Given request 1
According to the article about Elon Musk and Tesla, by what percentage did Tesla's stock rally over the past year?

Extract provided
- - - - - - -
Elon Musk must be the busiest man in California right now, and he is reaping the financial rewards. But how tangible is the end product he is selling?

Like Facebook CEO Mark Zuckerberg, the only man to have increased his personal wealth more so far in 2014, Musk is a man with a vision, and the ambition to back up his words with actions.

Tesla Motors Inc., manufacturer of the high end Model S electric car, which currently retails at around $90,000 USD, has seen its stock rally an astonishing 619% over the past year, and even more incredibly, this gain was achieved on sales of just 22,400 cars, with sales in 2014 projected to increase by just 55% to over 35,000 in 2014.

To put this into perspective, Tesla’s market capitalization now stands at $31 billion USD, which is more than half of the valuation of both General Motors Co. and Ford Motor Co.

General Motors sold 2.8 million vehicles in the US alone last year; Ford sold 1m units in China alone. The Toyota Camry, the biggest selling car in the US last year, sold over 400,000 units, or 20 times more than the Tesla managed.

The appeal of the Tesla can of course be summed up in a single word. Potential. Elon Musk, the South African born 42 year old entrepreneur has stuck his hand up to answer the question that preoccupies America like no other. “What do we do when the oil runs out?”

The US has the largest fleet of electronic vehicles in the world, with 16 plug-in models available from 9 different car companies, the best-selling being the Chevrolet Volt, with the Tesla taking fourth place overall behind the Nisan Leaf and Prius hybrid plug-in.

Where Musk has really done his homework, however, is in the marketing department. For years scientists have wrestled with the problem of creating a battery capable of powering a vehicle over long distances at a price that appeals to consumers. But the problem persists: too many lithium ions needed, not enough space in the battery to wrap them all up.

In its desperation to succeed, the Obama administration has made grants worth $2bn USD available but so far nobody has succeeded in making the leap from concept to reality, with even the most fervent of electrical evangelists suggesting the wait will go on for at least another 2 decades.

By creating a highly stylised, sleek and attractive product, however, and focusing on improving the lifetime of existing battery models whilst decreasing the cost of production, Musk is daring to sell us both the sizzle and the steak. Don’t wait for tomorrow, he is saying, for tomorrow never comes; let’s live in the here and now. Let’s play with what we’ve got.

By unveiling plans for a $5billion USD battery producing “Giga-factory”, Musk is creating his very own bull market and grabbing it firmly by the horns.

Economies of scale dictate that a facility of this kind will drive down production costs of lithium ion batteries by at least 30%, allowing the automaker to produce as many as half a million new affordable electric cars every year. The Tesla, currently as rare a sight on Californian highways as rocking horse manure, could end up becoming the new Camry. But hold onto your hats folks, for Musk, this is just the beginning.

For it so happens that he is also Chairman of solar power company Solar City Corp, currently petitioning the US monopoly power utility, which the Company believes has been dragging its heels over connecting solar panels to its current grid system, as it directly benefits from the current power system, to the tune of $360 billion USD of sales in 2012 alone.
- - - - - - -
(Excerpts from a location annotation dataset)
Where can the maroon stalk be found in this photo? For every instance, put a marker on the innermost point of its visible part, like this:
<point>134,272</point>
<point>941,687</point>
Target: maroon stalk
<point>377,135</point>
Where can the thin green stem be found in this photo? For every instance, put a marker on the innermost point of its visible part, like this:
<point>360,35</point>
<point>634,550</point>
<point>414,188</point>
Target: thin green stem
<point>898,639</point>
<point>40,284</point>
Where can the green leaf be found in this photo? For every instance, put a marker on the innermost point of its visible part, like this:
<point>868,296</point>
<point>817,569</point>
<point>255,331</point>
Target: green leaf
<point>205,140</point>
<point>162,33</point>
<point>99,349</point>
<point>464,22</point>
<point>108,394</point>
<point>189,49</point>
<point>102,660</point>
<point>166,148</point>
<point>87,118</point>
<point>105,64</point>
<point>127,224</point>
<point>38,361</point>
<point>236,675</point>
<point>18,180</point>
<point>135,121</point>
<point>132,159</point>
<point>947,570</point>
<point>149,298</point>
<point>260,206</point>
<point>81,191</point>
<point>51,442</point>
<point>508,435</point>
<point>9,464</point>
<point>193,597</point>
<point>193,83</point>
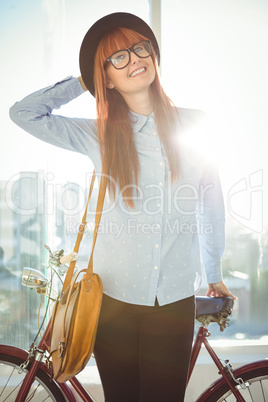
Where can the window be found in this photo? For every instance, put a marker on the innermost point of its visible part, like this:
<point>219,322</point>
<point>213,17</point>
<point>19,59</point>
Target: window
<point>212,59</point>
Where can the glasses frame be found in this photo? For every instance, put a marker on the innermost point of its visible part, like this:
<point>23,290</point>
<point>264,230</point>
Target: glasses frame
<point>129,50</point>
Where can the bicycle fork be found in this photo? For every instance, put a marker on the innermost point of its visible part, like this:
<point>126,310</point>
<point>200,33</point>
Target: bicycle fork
<point>224,369</point>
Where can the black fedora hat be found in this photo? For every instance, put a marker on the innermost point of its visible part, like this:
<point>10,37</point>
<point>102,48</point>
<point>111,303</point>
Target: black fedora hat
<point>98,30</point>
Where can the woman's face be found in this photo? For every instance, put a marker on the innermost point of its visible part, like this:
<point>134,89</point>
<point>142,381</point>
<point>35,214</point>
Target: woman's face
<point>135,78</point>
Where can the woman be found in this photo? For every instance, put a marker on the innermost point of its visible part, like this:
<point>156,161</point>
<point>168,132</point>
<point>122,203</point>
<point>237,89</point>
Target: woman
<point>159,193</point>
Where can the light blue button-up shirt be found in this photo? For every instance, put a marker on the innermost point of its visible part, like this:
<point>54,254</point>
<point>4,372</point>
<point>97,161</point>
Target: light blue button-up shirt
<point>155,249</point>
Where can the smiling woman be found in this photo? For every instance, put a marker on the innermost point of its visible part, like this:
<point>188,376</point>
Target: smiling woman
<point>134,145</point>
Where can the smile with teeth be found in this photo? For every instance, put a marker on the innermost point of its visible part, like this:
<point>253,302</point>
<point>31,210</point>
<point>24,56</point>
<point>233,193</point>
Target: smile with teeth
<point>140,70</point>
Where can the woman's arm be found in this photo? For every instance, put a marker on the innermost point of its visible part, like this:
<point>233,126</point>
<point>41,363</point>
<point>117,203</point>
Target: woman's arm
<point>35,115</point>
<point>211,214</point>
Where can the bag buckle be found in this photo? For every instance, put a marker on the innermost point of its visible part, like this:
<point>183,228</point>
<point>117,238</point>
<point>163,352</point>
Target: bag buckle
<point>61,348</point>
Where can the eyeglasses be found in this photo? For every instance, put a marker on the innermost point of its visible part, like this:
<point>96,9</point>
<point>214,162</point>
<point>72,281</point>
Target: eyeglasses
<point>121,58</point>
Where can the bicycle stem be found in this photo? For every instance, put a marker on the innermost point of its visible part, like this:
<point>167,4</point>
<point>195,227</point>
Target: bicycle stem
<point>201,338</point>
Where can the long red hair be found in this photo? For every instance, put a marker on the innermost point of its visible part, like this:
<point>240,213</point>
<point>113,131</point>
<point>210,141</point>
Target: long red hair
<point>119,155</point>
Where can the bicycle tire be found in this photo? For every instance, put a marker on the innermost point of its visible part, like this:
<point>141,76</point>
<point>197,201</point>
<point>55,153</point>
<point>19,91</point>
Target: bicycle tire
<point>257,389</point>
<point>43,389</point>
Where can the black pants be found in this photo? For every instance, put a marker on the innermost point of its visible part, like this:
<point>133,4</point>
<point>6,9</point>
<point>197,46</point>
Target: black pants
<point>142,352</point>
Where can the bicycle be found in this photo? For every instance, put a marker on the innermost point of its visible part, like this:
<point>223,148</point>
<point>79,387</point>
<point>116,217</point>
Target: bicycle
<point>26,376</point>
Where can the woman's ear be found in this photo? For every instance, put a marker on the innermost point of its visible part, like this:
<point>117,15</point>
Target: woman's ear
<point>109,84</point>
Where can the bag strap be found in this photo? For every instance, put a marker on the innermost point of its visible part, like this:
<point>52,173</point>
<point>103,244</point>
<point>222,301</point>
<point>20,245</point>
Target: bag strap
<point>101,196</point>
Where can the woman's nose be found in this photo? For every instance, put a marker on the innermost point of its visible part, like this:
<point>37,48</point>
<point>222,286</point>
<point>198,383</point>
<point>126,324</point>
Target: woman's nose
<point>134,58</point>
- - - - - - -
Given request 2
Reproduce only the part of the records running from the line that contains "Where can the glasses" down to the line that contains "<point>224,369</point>", both included. Multiply every coordinate in the answers by 1.45 and round to whole numbers, rounding halves up, but leave the requests and their sample points unchanged.

Correct response 1
619%

Correct response 2
Where can the glasses frame be found in this photo? For every instance, put a marker on the innermost point of its visible part, like this:
<point>23,290</point>
<point>264,230</point>
Target: glasses frame
<point>187,73</point>
Where can the bicycle fork be found in this photo? For every instance, put a marker on the innermost point of its visible part, like this:
<point>126,310</point>
<point>200,33</point>
Target: bicycle fork
<point>325,535</point>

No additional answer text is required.